* Task:
Images are not part of the copy; transcribe all the data exactly.

* Information provided:
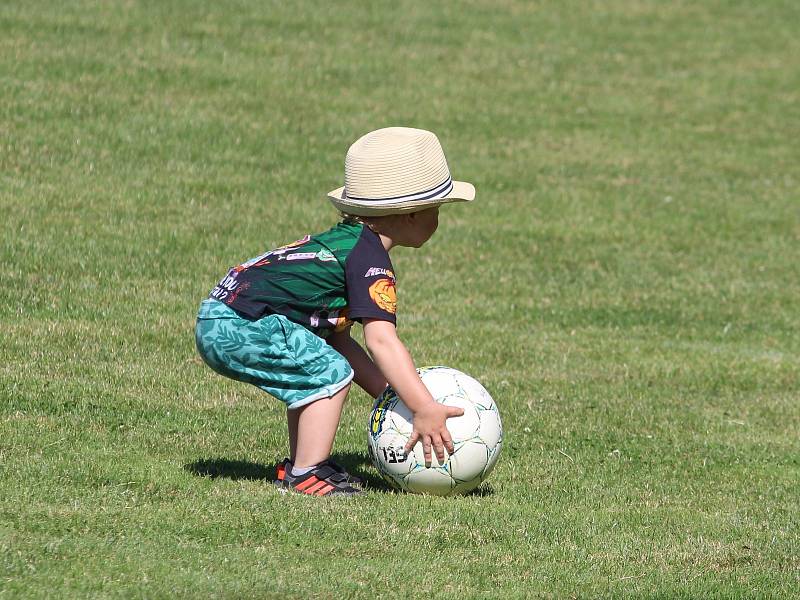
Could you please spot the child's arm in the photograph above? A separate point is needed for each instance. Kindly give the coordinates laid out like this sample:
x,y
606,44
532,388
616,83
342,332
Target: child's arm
x,y
395,362
366,374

* Written response:
Could you please spot the child's arm in the photograph above? A separate point is needed for each instance. Kindly give the coordinates laid out like this sample:
x,y
606,44
532,388
616,83
342,332
Target: child's arm
x,y
395,362
366,374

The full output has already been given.